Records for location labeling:
————————
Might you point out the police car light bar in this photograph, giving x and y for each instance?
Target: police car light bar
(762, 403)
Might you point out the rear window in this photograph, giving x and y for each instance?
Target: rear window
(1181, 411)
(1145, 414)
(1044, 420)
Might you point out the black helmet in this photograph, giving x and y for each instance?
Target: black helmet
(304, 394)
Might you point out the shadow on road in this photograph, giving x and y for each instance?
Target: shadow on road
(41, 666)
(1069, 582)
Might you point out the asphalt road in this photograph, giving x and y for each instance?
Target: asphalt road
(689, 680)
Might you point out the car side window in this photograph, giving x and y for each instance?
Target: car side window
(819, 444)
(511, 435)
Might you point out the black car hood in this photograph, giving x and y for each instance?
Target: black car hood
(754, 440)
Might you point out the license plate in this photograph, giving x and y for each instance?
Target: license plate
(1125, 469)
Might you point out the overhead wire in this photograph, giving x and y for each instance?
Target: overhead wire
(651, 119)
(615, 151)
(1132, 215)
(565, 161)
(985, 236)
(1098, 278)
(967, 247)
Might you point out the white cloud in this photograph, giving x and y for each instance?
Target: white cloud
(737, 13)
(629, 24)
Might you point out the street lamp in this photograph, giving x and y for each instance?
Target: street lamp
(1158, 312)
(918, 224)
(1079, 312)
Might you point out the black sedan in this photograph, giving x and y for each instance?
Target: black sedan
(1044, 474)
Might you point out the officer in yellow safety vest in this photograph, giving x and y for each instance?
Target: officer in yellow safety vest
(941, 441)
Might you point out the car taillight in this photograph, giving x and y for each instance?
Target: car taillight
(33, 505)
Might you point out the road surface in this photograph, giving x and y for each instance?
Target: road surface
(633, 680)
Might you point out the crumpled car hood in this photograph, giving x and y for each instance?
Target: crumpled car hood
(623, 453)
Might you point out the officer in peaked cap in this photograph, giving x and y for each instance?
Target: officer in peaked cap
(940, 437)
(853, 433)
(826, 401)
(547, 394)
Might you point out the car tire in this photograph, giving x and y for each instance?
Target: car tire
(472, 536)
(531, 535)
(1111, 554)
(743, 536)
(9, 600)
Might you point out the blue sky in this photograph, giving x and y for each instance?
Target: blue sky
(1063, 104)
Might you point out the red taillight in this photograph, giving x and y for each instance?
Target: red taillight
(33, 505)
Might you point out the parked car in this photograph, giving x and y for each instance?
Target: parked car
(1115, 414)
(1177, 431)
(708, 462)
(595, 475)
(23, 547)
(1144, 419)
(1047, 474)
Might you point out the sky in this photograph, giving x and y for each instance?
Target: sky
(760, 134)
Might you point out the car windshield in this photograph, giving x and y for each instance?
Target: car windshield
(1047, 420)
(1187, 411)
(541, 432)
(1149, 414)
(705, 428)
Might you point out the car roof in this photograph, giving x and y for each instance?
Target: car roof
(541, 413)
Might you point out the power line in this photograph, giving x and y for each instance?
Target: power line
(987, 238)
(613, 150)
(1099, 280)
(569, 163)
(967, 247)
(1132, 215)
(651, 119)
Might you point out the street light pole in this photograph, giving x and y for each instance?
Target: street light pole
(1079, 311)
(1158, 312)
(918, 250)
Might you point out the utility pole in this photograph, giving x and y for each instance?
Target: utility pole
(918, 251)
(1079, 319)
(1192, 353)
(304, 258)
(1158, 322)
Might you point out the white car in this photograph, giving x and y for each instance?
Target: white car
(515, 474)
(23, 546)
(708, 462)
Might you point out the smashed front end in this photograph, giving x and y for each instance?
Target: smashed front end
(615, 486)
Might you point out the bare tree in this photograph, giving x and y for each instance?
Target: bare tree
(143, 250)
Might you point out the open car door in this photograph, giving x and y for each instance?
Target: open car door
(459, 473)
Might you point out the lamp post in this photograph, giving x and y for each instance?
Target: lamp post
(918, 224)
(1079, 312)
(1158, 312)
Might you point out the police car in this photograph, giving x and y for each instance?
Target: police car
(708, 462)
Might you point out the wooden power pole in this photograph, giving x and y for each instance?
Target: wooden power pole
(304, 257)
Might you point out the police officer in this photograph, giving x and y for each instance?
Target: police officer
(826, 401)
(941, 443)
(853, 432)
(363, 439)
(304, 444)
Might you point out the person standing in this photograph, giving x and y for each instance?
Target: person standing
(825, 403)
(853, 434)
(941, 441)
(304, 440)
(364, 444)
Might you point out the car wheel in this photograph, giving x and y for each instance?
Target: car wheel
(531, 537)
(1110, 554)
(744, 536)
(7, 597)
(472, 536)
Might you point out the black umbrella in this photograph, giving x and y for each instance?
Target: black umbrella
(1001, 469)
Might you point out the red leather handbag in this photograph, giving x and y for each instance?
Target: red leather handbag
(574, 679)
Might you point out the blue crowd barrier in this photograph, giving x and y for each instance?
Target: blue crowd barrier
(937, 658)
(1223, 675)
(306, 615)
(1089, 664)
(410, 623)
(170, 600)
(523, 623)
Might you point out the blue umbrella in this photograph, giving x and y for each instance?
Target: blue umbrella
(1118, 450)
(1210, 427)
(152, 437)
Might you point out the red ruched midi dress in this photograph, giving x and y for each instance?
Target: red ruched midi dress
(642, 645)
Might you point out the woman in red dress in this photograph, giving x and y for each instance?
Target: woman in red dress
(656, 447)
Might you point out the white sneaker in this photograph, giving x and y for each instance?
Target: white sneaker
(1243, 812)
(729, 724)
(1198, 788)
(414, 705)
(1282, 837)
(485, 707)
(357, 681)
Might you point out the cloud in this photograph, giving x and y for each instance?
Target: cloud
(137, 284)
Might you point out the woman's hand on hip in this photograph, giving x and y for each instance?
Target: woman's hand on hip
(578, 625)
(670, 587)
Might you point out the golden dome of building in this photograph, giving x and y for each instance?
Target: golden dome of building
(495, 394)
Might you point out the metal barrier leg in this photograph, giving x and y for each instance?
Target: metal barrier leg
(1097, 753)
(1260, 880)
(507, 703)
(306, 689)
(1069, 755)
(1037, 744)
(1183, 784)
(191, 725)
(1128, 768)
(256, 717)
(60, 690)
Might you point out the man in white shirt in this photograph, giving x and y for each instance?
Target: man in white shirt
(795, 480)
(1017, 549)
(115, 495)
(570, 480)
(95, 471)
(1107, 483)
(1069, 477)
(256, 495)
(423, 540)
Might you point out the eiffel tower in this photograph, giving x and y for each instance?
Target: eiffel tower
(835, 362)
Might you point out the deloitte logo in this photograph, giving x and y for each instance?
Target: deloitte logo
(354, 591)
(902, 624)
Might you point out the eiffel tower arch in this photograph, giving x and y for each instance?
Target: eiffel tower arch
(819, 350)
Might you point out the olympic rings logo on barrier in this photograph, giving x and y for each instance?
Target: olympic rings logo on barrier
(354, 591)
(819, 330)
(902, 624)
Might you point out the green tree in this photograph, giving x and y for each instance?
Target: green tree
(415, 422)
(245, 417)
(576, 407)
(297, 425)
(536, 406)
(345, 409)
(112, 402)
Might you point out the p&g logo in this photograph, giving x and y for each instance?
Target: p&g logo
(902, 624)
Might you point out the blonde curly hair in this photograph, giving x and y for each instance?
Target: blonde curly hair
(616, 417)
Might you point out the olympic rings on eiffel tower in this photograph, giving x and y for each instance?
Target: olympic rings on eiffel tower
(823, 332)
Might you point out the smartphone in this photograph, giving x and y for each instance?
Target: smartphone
————————
Transfer the records above, from the line that contains "Might you point out the p&g" through the end of the records, reproducing every line with the requests included. Add 117 to each coordinate value in the answers.

Might you point out the p&g logo in this photograph, giving x and y for each instance?
Target: p&g logo
(1019, 741)
Might you point out the blonde curly hair in this photograph, giving x and y for each instance?
Target: blonde curly hair
(733, 534)
Might you point out the olympic rings on eiffel tower in this photograph, giving x and y for each instance?
Target: olympic rings on eiffel tower
(940, 449)
Might you point out the smartphone in this photograph, giving x and y for each instance?
Target: smartphone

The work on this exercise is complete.